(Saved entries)
__________

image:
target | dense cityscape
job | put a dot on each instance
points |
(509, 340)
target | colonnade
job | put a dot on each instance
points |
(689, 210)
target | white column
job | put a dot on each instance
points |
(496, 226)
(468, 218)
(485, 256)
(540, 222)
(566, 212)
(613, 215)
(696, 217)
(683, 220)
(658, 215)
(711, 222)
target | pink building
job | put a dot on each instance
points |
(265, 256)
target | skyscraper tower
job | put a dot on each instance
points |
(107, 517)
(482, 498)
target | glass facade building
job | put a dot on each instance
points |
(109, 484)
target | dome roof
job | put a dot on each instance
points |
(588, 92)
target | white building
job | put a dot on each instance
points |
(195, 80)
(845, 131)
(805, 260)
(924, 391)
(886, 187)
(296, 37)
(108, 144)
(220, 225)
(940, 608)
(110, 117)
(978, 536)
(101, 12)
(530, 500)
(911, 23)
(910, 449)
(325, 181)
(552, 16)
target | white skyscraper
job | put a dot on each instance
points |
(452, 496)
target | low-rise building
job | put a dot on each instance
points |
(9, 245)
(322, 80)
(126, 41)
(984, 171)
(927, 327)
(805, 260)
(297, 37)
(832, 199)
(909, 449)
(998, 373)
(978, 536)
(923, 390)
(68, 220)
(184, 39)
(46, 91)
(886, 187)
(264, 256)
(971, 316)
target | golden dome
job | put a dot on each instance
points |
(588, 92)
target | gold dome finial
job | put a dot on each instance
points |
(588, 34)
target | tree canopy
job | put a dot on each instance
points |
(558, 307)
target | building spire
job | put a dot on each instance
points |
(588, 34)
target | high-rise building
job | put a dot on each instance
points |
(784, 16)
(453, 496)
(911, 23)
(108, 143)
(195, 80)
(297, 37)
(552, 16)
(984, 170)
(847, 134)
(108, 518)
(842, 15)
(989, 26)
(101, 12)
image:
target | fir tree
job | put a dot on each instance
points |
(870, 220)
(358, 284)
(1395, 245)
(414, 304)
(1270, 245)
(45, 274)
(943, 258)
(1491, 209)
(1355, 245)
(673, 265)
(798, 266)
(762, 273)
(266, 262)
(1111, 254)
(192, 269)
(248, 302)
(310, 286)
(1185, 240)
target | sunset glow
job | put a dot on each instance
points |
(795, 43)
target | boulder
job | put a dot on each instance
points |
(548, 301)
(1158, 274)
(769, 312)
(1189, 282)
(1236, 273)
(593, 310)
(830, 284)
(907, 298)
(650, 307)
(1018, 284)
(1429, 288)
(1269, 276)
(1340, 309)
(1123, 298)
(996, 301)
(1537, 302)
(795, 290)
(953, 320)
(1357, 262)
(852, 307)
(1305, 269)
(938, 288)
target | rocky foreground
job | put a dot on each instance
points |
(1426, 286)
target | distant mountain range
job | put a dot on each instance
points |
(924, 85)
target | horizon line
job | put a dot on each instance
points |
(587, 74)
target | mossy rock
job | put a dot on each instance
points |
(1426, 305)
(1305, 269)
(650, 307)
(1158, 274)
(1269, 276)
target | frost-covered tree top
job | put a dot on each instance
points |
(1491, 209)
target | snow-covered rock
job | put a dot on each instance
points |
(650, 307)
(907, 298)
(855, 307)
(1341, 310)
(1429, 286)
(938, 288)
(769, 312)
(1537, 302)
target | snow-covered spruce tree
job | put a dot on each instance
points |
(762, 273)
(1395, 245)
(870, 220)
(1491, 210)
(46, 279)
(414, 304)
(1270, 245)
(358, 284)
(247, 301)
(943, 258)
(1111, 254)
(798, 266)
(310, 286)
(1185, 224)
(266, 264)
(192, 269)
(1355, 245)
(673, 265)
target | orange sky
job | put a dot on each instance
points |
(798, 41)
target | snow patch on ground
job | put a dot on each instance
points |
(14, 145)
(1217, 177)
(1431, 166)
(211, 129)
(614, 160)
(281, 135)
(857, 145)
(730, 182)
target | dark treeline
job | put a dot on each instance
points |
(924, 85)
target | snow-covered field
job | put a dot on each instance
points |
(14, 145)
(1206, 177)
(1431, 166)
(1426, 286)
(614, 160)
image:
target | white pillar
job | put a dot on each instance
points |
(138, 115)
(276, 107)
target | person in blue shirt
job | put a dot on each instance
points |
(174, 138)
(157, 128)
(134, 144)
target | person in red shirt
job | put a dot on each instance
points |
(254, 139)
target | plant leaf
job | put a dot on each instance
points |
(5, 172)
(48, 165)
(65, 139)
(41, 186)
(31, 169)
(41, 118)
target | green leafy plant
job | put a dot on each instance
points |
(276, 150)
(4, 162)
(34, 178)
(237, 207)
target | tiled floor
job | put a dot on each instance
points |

__________

--- Task to carry out ---
Would you write out the full set of records above without alteration?

--- Answer to the problem ---
image:
target | dense cityscape
job | put a dot on each instance
points |
(509, 340)
target | colonnade
job | put a dot on each instance
points |
(689, 210)
target | white column
job | put a dot on each instance
points |
(496, 226)
(468, 218)
(485, 256)
(540, 222)
(566, 212)
(613, 215)
(696, 217)
(683, 220)
(658, 215)
(711, 222)
target | pink building
job | put a dot on each instance
points |
(265, 256)
target | skyscraper tower
job | put a dot on each instance
points |
(107, 517)
(482, 498)
target | glass facade building
job | put a dot on each instance
points |
(109, 484)
target | dome roof
job | put a dot on each instance
points |
(588, 92)
target | white building
job | put a dot on each instance
points |
(195, 80)
(845, 131)
(805, 260)
(924, 391)
(886, 187)
(296, 37)
(108, 144)
(220, 225)
(940, 608)
(110, 117)
(978, 536)
(101, 12)
(530, 500)
(911, 23)
(910, 449)
(325, 181)
(552, 16)
target | white skyscraper
job | put a dot on each instance
points |
(452, 496)
target | low-rise building
job | put a dot on each instance
points |
(9, 245)
(322, 80)
(126, 41)
(984, 171)
(927, 327)
(805, 260)
(297, 37)
(832, 199)
(909, 449)
(998, 373)
(978, 536)
(923, 390)
(68, 220)
(184, 39)
(46, 91)
(886, 187)
(264, 256)
(971, 316)
target | golden dome
job | put a dot on each instance
points |
(588, 92)
target | gold dome finial
job | put a dot on each instance
points |
(588, 34)
target | tree canopy
job | put a dot on each instance
points |
(558, 307)
target | building spire
job | put a dot on each instance
points |
(588, 34)
target | high-rise building
job | put a dot on each instance
points |
(784, 16)
(453, 496)
(911, 23)
(108, 143)
(195, 80)
(297, 37)
(552, 16)
(984, 170)
(847, 134)
(108, 518)
(842, 15)
(989, 26)
(101, 12)
image:
target | fir tree
job | put a dot on each instance
points |
(870, 220)
(358, 284)
(1395, 245)
(414, 304)
(1270, 245)
(45, 274)
(943, 258)
(1491, 209)
(1355, 245)
(673, 265)
(798, 266)
(762, 273)
(266, 262)
(1111, 254)
(192, 269)
(248, 302)
(310, 286)
(1185, 240)
target | sunset glow
job | put a dot on each instance
points |
(795, 43)
target | boulder
job | put a dot on each instance
points |
(548, 301)
(1158, 274)
(769, 312)
(1189, 282)
(1236, 273)
(593, 310)
(830, 284)
(907, 298)
(650, 307)
(1018, 284)
(1429, 288)
(1269, 276)
(1340, 309)
(1123, 298)
(996, 301)
(1537, 302)
(795, 290)
(953, 320)
(1357, 262)
(852, 307)
(1305, 269)
(938, 288)
target | rocky foreground
job | put a dot on each instance
points |
(1426, 286)
target | distant mountain range
job | put a dot on each instance
points |
(924, 85)
target | horizon line
job | put a dot on each instance
points |
(587, 74)
target | mossy rock
job | put a dot on each instance
points |
(1426, 305)
(1305, 269)
(650, 307)
(1158, 274)
(1269, 276)
target | frost-covered tree top
job | put a dot on each instance
points |
(1491, 209)
target | snow-covered rock
job | put a dot on each instance
points |
(650, 307)
(907, 298)
(855, 307)
(1341, 310)
(1429, 286)
(938, 288)
(769, 312)
(1537, 302)
target | snow-covered spruce tree
job | put a dot on each instance
points |
(762, 273)
(1395, 245)
(870, 220)
(1491, 210)
(46, 279)
(414, 304)
(1270, 245)
(358, 284)
(247, 301)
(943, 258)
(1111, 254)
(798, 266)
(310, 286)
(1185, 224)
(266, 264)
(192, 269)
(1355, 245)
(673, 265)
target | orange sky
job | put a dot on each instance
points |
(798, 41)
target | snow patch on ground
job | put a dot on each instance
points |
(14, 145)
(1217, 177)
(1431, 166)
(211, 129)
(614, 160)
(281, 135)
(857, 145)
(730, 182)
target | dark treeline
job | put a dot on each instance
points |
(924, 85)
target | snow-covered field
job | put a dot on each instance
points |
(14, 145)
(1206, 177)
(1431, 166)
(1426, 286)
(614, 160)
image:
target | white pillar
job | put a dot on each instance
points |
(138, 115)
(276, 107)
target | person in blue shirt
job | put a dot on each instance
points |
(174, 138)
(157, 128)
(134, 144)
target | person in red shirt
job | put a dot on each instance
points |
(254, 139)
target | plant leaf
job | put a dot on each instance
points |
(5, 172)
(48, 165)
(65, 139)
(41, 186)
(31, 169)
(41, 118)
target | green leafy plant
job | put a dot on each instance
points |
(276, 150)
(4, 162)
(34, 178)
(237, 207)
target | tiled floor
job | put a dot on each instance
points |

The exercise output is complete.